**Provided text**
....
User-centered, harmonious and natural human–computer interaction technology has gradually become a research hotspot [1,2]. This kind of communication requires the input device to meet the user’s behavior as far as possible. Traditional mechanical input devices find it difficult to realize input in 3D and with high degree of freedom, while gestures have strong information transmission capabilities that can express user’s intentions vividly and intuitively. Therefore, human–computer interaction technology based on gesture recognition has important research value.

A static gesture refers to a hand shape or posture that is stationary, while a dynamic gesture can be viewed as continuous static gestures on the time axis. In a virtual reality system, operators can interact with a virtual system through static gestures. Meanwhile, in a gesture-control system, operators can use static gestures to control the activity of the robot. The research on gesture interaction is very extensive, but because of the ambiguity and time-space difference of gestures, gesture recognition has been difficult to achieve at high resolution in some fields. Current main gesture-detection technologies include wearable device-based technology and computer vision information-based technology. A gesture-recognition system based on the wearable devices can accurately reflect the movement intention of the human body, but measurement equipment needs to be attach to the human body, which has a negative impact on the user experience. The application of gesture-recognition systems based on visual information is very promising [3,4], but there are some limitations in some respects. When the lighting conditions are insufficient, the background is complicated, or the hand is in front of the body, it is extremely difficult to completely separate and extract the human hand from the background and the body [2]. At the same time, in the process of tracking gestures, the detection system tends to have a large amount of manipulation due to the feature quantity of the human gestures and the number of gesture samples, and thus delays. Therefore, coherence and real-time capability in the interaction process needs to be improved.
....
**Tasks for this exercise**
**A)** List the conditions that, according to the gesture recognition text, make it extremely difficult to separate and extract the human hand from the background and the body.
**B)** In the records, start at the line that has "The pointer SHOULD return, for each instance of the cookie half" and stop after the line that has "[[102, 808]]". Give only those lines again, substituting "center point" for "innermost point" and changing nothing else.
The records have no connection to the gesture recognition text.
....
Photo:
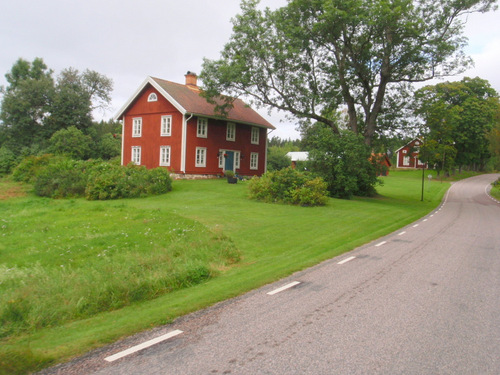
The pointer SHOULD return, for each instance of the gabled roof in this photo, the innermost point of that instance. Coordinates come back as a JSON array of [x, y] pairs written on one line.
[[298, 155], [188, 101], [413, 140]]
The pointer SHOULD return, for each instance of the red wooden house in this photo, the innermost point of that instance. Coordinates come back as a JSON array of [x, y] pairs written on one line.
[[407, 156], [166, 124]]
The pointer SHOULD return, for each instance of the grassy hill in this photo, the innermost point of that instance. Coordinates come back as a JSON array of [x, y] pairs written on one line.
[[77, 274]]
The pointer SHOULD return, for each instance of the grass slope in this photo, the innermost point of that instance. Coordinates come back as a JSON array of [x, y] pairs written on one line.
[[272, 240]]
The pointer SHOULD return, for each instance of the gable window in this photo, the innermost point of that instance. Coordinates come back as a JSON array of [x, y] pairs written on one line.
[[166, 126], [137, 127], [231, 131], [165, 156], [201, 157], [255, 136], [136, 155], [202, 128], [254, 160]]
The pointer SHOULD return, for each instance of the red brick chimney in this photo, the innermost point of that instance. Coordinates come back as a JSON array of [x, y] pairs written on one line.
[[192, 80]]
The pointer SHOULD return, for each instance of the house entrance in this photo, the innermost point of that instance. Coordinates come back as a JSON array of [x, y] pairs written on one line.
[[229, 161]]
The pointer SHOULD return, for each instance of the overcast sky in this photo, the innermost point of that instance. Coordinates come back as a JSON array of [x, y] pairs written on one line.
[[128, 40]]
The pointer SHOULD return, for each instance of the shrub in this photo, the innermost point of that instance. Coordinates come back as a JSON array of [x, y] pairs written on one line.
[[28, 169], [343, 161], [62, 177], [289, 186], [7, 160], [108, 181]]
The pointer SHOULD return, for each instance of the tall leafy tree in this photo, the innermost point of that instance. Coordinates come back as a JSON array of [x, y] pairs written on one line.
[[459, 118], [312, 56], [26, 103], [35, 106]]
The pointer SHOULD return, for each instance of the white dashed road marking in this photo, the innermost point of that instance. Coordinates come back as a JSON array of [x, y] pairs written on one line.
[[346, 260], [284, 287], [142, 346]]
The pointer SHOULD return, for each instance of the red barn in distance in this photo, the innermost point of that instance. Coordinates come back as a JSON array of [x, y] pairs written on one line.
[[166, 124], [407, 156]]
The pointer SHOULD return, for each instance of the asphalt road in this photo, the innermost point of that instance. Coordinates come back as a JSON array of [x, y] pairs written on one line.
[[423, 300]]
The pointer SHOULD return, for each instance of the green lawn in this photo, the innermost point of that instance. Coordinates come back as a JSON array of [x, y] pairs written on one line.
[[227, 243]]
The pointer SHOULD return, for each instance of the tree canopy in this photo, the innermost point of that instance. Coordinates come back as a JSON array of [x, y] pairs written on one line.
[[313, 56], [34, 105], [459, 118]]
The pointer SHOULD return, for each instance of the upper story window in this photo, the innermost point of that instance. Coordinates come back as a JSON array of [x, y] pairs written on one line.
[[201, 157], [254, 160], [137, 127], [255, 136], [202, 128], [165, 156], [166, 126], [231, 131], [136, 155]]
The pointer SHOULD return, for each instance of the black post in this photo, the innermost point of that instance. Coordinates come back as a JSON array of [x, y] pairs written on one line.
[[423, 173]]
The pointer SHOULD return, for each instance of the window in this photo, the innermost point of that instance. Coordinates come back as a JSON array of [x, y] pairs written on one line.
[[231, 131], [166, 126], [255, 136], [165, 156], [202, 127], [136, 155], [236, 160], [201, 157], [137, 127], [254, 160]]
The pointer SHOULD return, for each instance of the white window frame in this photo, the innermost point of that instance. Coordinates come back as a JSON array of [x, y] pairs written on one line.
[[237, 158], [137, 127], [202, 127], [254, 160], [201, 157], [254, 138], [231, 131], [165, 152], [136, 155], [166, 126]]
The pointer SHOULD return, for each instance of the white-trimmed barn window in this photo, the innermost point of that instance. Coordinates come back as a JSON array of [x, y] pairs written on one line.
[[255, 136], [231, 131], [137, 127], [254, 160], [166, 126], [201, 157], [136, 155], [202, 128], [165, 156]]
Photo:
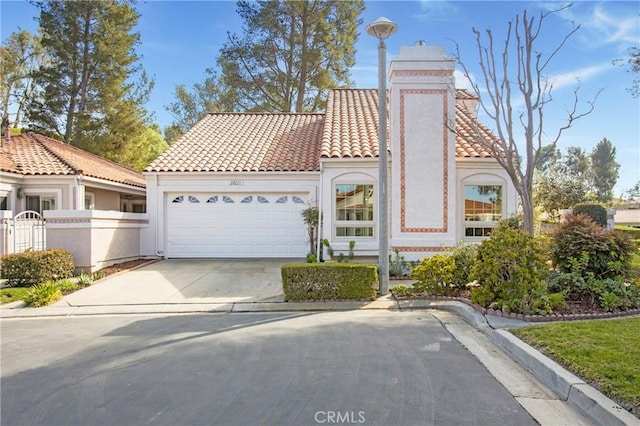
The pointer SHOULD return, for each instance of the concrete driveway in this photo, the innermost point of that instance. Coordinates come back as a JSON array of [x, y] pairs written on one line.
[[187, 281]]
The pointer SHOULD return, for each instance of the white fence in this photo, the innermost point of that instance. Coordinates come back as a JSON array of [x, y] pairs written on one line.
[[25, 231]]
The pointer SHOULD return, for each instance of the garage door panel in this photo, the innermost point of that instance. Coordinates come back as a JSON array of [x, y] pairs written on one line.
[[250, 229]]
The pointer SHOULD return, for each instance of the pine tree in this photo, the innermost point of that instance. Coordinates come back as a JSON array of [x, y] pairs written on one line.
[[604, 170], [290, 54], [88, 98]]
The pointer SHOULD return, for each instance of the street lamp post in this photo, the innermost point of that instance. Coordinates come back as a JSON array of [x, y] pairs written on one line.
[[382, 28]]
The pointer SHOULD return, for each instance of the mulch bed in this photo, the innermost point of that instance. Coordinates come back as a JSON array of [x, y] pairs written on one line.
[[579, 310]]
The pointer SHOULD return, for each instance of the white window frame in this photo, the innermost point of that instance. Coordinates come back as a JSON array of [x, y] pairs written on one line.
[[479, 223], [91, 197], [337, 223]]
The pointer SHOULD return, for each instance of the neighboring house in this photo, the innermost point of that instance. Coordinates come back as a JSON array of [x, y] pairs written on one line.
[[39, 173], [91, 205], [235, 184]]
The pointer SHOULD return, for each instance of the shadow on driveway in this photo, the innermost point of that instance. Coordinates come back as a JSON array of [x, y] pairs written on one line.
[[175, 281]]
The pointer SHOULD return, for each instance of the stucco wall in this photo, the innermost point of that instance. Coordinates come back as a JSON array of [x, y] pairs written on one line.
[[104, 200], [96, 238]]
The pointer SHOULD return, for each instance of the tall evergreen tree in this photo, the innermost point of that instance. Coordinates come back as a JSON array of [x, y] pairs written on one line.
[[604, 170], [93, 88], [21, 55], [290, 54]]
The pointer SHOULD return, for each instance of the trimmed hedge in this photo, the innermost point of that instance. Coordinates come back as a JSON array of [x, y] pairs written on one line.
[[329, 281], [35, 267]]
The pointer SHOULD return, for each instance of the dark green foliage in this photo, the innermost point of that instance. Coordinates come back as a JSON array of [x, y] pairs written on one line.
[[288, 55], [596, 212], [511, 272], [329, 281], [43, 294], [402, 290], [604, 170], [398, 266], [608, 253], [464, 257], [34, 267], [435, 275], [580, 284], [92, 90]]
....
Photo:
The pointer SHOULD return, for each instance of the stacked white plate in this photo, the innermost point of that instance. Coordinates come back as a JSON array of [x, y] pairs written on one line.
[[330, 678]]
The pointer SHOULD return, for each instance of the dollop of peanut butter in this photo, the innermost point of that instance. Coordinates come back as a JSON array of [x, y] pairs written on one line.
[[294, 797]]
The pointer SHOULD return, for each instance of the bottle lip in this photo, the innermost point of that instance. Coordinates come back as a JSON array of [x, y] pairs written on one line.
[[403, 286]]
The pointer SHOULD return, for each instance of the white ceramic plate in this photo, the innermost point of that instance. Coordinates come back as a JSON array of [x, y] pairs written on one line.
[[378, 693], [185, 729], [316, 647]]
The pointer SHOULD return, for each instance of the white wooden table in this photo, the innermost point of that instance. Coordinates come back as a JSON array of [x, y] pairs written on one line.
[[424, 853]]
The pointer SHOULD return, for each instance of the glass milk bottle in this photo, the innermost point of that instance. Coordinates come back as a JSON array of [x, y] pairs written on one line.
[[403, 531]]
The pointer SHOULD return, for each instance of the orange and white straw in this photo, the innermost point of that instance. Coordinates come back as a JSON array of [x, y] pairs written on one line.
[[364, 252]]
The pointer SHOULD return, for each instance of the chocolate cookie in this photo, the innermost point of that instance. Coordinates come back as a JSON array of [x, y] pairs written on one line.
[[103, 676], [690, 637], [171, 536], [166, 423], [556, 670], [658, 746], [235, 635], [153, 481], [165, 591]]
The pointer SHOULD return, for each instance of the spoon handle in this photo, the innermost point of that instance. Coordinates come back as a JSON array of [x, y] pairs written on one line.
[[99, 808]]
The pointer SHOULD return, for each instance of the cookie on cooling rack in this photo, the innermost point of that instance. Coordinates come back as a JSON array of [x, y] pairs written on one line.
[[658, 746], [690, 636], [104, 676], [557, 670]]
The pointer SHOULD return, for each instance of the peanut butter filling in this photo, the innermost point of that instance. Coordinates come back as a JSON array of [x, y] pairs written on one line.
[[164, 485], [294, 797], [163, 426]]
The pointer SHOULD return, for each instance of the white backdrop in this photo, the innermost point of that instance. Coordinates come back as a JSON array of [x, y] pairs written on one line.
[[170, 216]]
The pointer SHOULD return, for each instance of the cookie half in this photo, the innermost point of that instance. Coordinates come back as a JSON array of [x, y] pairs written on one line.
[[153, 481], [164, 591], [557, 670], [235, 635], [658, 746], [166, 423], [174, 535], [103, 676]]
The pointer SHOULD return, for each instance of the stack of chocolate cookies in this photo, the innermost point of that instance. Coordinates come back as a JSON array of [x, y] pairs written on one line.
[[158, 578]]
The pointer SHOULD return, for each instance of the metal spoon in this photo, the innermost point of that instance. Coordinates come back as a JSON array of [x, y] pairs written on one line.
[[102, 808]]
....
**Answers**
**A)**
- The lighting conditions are insufficient.
- The background is complicated.
- The hand is in front of the body.

**B)**
The pointer SHOULD return, for each instance of the cookie half in this photo, the center point of that instance. Coordinates come back as a JSON array of [x, y] pairs written on one line.
[[153, 481], [164, 591], [557, 670], [235, 635], [658, 746], [166, 423], [174, 535], [103, 676]]
The pointer SHOULD return, for each instance of the stack of chocolate cookies in this photo, the center point of that instance. Coordinates come back as a JSON array of [x, y] pairs written on one line.
[[158, 578]]
The pointer SHOULD return, for each instance of the metal spoon in this photo, the center point of that instance. Coordinates come back as a JSON array of [x, y] pairs written on one line.
[[102, 808]]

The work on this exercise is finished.